Action item: Each record below is to be copied word for word, with pictures removed.

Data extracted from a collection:
________________
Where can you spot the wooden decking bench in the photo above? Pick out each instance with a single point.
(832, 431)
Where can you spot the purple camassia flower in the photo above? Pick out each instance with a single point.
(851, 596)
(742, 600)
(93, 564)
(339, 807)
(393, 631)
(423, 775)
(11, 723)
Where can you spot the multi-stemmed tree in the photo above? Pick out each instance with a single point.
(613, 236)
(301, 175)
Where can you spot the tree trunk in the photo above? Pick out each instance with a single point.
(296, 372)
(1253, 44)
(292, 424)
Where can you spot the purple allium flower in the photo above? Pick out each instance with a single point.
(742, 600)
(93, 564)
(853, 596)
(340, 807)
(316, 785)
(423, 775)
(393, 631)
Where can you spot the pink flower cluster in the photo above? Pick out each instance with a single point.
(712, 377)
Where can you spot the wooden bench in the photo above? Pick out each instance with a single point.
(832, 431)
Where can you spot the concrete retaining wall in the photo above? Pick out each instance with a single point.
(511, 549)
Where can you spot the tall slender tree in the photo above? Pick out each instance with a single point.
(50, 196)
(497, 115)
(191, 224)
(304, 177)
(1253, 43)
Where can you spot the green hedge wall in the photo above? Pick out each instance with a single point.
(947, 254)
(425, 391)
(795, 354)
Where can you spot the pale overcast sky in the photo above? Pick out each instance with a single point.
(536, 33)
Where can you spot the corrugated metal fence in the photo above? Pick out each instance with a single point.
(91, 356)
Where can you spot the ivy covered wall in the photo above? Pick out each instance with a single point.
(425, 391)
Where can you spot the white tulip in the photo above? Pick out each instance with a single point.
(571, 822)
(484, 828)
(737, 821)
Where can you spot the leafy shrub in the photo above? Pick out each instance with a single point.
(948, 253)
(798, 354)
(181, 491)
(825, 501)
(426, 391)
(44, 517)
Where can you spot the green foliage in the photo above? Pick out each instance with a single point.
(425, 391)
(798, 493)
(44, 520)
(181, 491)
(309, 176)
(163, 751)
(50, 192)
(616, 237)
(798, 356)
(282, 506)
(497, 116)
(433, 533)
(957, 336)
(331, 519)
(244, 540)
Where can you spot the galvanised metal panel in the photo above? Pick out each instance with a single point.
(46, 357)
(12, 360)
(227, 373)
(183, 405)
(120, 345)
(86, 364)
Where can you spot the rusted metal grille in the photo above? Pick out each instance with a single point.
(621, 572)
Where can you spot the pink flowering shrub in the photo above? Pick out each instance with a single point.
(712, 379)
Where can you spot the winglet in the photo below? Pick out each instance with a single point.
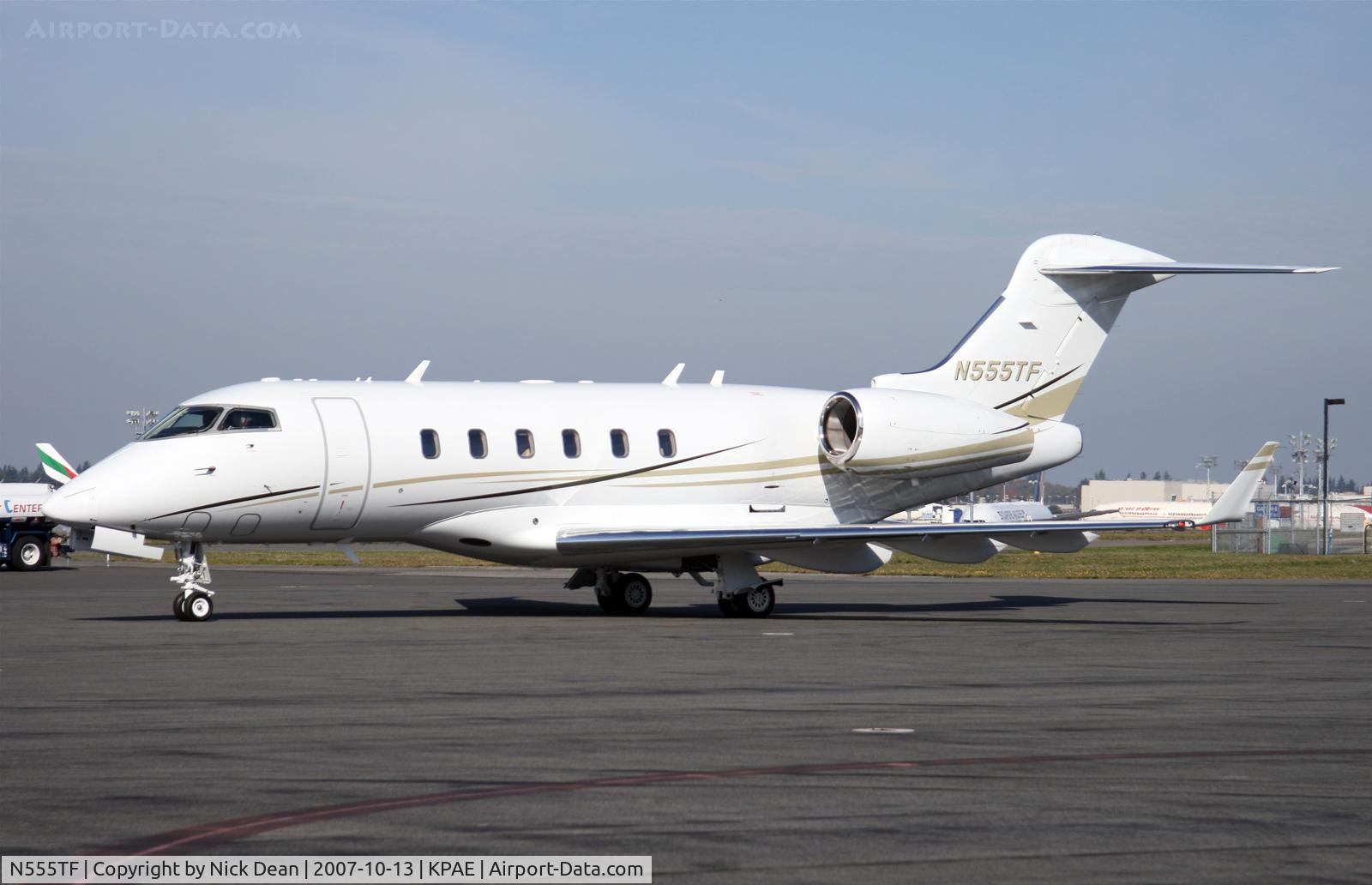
________________
Response box:
Where can you spot the wooden decking bench in the photo above? Pick out each instance with a single point.
(832, 431)
Where can you spot the purple camassia flower in the photo above? Pick out each instance with a single point.
(851, 596)
(742, 600)
(93, 564)
(339, 807)
(393, 631)
(423, 775)
(11, 723)
Where can you spot the multi-stemmed tree in the photo above? Pick out each instance with a single point.
(613, 236)
(301, 175)
Where can you spot the tree trunk in the photo above? Pick out each instance with a single point.
(296, 372)
(1253, 44)
(292, 424)
Where can you spot the purple allium flower in the photo above? Pick out each instance with a single point.
(742, 600)
(93, 564)
(853, 596)
(340, 807)
(316, 785)
(423, 775)
(393, 631)
Where can you spot the pink flower cluster in the photo above? Pick out each instance with a single point.
(712, 377)
Where can you spot the wooden bench in the photo above? Pick out each instance with a single point.
(832, 431)
Where can you spot the concrete retaining wall in the photo above? Pick out each instance with a single point.
(511, 549)
Where can you spot the tall slender tree in the photo above? Pick out each instance with a single point.
(50, 196)
(497, 115)
(191, 224)
(304, 177)
(1253, 43)
Where can you spot the green hedge wall in the photo above? Pick out each instance with a single point.
(947, 254)
(425, 391)
(795, 354)
Where can you spot the pale overcast sky in the photo above? Pick out each instance with a single point.
(536, 33)
Where can you spot the corrugated metal fence in the photo above? Pick out each instance with a single point.
(91, 356)
Where can you spot the ivy covered wall in the photo above? Pick out each instance with a single point.
(425, 391)
Where can you spot the white tulip in the photo above? Pick out each instance with a single point.
(571, 822)
(484, 828)
(737, 821)
Where can you spot the leafy shrub in the photo above? Pick out each instance with a single point.
(948, 253)
(798, 354)
(181, 491)
(825, 501)
(426, 391)
(44, 517)
Where can you spot the green foliage in the photo above? Pick out each instance with a single point.
(425, 391)
(798, 493)
(44, 520)
(181, 491)
(309, 176)
(163, 751)
(50, 192)
(616, 237)
(798, 356)
(282, 506)
(497, 116)
(433, 533)
(957, 336)
(331, 519)
(244, 540)
Where can you spot the galvanised metal panel in the photo above? Pick out each instance with a single point.
(46, 357)
(12, 360)
(227, 373)
(183, 405)
(120, 345)
(86, 364)
Where can you spot the rusted metal grille in the photo above? Pick out each instance with a single point.
(621, 572)
Where can you spot the pink flowering shrub in the photo above? Pick out each instance with a single point.
(712, 379)
Where can you spot the winglet in the photo below? Pick out each instance with a single point.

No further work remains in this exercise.